Set exercise: Copy out the lines below exactly, everything from the first one down to the line that contains "[659,287,1024,489]", both ends included.

Extracted records:
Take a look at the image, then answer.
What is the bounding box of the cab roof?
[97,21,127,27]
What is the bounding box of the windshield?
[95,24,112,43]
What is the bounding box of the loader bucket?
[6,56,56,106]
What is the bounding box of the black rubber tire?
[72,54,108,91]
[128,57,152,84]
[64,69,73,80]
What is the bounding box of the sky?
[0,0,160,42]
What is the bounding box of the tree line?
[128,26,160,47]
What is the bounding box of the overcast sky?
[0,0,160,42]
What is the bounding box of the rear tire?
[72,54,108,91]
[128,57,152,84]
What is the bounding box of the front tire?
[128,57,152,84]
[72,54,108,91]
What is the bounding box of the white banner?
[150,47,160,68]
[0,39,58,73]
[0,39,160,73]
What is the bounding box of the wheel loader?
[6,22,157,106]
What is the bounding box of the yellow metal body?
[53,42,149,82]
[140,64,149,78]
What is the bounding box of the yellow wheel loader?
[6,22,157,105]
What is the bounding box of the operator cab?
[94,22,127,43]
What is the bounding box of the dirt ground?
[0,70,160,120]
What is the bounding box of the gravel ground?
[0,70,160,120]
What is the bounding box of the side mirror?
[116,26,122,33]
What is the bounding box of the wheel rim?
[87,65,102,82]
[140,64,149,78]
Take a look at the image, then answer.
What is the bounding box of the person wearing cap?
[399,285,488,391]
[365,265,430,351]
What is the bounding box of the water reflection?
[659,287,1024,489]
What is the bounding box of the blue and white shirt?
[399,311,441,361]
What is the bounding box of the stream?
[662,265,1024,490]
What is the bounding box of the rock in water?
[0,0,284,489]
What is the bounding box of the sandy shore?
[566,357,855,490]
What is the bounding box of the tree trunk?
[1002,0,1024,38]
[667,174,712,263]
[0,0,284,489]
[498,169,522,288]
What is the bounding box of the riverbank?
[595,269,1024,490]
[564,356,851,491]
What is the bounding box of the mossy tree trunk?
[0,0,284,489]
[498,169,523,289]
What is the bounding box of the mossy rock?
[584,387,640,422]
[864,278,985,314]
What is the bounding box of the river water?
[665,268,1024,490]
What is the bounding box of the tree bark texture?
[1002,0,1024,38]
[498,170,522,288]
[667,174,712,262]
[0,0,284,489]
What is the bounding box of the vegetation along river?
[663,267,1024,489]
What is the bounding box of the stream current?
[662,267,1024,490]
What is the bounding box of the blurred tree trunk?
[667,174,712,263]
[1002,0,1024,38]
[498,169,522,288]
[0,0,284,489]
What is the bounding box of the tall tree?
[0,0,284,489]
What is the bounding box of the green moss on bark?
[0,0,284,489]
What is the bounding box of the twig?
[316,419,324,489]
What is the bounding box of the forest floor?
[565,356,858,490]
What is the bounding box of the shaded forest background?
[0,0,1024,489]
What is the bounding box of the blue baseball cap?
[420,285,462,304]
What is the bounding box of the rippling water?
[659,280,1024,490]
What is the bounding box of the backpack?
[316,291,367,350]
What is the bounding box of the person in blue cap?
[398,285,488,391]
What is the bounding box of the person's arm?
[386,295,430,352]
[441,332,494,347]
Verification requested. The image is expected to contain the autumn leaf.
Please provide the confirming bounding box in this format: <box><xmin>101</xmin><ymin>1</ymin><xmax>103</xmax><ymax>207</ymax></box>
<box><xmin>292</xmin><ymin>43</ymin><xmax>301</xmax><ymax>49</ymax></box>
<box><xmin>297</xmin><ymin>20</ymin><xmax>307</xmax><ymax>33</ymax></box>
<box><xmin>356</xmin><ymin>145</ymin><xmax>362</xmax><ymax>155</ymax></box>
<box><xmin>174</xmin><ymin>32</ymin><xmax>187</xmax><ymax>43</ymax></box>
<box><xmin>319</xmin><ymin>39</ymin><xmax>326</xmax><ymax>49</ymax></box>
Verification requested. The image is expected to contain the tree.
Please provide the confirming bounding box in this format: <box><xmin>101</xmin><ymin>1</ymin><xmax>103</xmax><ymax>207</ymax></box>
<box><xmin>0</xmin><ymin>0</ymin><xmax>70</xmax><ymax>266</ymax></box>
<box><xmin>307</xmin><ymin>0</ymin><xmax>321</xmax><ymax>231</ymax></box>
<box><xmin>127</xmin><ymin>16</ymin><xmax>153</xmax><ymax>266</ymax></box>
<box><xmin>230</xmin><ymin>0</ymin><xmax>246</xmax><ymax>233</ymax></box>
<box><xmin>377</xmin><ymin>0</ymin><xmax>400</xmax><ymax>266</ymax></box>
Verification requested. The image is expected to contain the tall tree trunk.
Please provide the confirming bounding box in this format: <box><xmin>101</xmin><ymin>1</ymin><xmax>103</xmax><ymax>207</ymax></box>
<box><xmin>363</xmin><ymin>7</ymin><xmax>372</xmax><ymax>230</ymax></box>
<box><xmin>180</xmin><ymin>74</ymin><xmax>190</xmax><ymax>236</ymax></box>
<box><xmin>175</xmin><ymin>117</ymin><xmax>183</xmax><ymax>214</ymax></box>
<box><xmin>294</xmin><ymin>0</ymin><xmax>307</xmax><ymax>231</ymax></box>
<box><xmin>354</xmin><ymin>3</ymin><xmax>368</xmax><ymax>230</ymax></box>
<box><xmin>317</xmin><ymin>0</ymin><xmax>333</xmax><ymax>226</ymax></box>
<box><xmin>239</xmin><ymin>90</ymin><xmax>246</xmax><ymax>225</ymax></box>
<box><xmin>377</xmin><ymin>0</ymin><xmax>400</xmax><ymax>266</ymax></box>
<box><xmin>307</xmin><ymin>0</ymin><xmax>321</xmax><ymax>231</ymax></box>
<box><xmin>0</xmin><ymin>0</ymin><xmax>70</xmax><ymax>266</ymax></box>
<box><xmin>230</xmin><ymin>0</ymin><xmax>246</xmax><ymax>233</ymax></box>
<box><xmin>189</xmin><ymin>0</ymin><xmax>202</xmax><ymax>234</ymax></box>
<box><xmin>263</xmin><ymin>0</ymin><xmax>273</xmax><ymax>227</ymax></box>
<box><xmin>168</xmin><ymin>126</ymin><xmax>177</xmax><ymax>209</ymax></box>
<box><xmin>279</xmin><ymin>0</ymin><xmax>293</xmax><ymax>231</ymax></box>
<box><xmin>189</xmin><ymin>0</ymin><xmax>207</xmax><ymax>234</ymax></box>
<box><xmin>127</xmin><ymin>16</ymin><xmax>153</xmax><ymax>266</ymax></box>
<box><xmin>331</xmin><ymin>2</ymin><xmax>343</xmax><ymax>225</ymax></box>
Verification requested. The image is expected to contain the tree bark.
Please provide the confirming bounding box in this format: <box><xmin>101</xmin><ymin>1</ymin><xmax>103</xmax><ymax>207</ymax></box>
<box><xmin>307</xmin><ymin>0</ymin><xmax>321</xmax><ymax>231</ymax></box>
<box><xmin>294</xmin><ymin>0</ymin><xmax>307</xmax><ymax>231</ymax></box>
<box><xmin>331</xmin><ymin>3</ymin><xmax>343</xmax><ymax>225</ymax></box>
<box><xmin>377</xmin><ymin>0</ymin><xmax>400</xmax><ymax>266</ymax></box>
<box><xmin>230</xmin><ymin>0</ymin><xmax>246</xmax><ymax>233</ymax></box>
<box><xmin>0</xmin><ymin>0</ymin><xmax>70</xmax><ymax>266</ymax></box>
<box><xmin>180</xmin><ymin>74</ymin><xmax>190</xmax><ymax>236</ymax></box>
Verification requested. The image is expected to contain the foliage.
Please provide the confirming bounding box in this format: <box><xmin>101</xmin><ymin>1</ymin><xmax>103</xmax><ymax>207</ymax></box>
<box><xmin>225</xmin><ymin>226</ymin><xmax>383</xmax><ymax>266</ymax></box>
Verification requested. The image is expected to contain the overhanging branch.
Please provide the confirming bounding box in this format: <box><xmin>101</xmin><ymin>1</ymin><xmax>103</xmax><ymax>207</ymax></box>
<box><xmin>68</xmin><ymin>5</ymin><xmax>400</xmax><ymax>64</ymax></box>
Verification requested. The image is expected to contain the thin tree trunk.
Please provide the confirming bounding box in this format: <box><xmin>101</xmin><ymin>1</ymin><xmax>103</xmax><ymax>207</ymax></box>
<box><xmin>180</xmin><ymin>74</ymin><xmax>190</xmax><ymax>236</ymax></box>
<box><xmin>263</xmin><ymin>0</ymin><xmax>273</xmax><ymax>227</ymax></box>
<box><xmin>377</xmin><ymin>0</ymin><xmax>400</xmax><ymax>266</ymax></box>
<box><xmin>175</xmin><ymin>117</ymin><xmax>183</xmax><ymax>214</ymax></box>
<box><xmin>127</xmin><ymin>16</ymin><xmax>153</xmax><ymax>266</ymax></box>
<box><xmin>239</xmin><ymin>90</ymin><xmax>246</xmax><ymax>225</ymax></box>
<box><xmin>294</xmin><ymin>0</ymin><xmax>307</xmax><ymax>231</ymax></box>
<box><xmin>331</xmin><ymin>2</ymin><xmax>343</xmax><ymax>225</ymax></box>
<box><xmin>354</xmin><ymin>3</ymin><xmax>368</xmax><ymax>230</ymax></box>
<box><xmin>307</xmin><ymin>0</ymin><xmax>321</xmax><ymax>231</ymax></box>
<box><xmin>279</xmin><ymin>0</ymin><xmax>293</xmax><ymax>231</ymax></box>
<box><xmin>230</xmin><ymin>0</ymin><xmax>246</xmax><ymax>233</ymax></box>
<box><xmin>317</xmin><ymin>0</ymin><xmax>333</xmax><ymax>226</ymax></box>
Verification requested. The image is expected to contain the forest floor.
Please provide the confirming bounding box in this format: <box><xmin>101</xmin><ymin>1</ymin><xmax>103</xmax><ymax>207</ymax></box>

Answer to the task:
Take a look at the image, then answer.
What is the bounding box of the cab roof?
[97,21,127,27]
What is the bounding box of the windshield?
[95,24,112,43]
What is the bounding box of the loader bucket?
[6,56,56,106]
What is the bounding box of the black rubber tire?
[72,54,108,91]
[128,57,152,84]
[64,69,73,80]
What is the bounding box of the sky?
[0,0,160,42]
What is the bounding box of the tree line?
[128,26,160,47]
What is the bounding box of the overcast sky?
[0,0,160,42]
What is the bounding box of the rear tire?
[72,54,108,91]
[128,57,152,84]
What is the bounding box of the front tire?
[128,57,152,84]
[72,54,108,91]
What is the bounding box of the white banner?
[150,47,160,68]
[0,39,58,73]
[0,39,160,73]
What is the bounding box of the wheel loader?
[6,22,157,106]
What is the bounding box of the yellow metal body?
[53,42,149,82]
[140,64,149,78]
What is the bounding box of the yellow wheel loader?
[6,22,157,105]
What is the bounding box of the operator cab?
[94,22,127,43]
What is the bounding box of the dirt ground?
[0,70,160,120]
What is the bounding box of the gravel ground?
[0,70,160,120]
What is the bounding box of the side mirror?
[116,26,122,33]
What is the bounding box of the wheel rim?
[87,65,102,82]
[140,64,149,78]
Take a look at the image, then answer.
What is the bounding box of the person wearing cap?
[399,285,488,391]
[365,265,430,351]
What is the bounding box of the water reflection?
[659,287,1024,489]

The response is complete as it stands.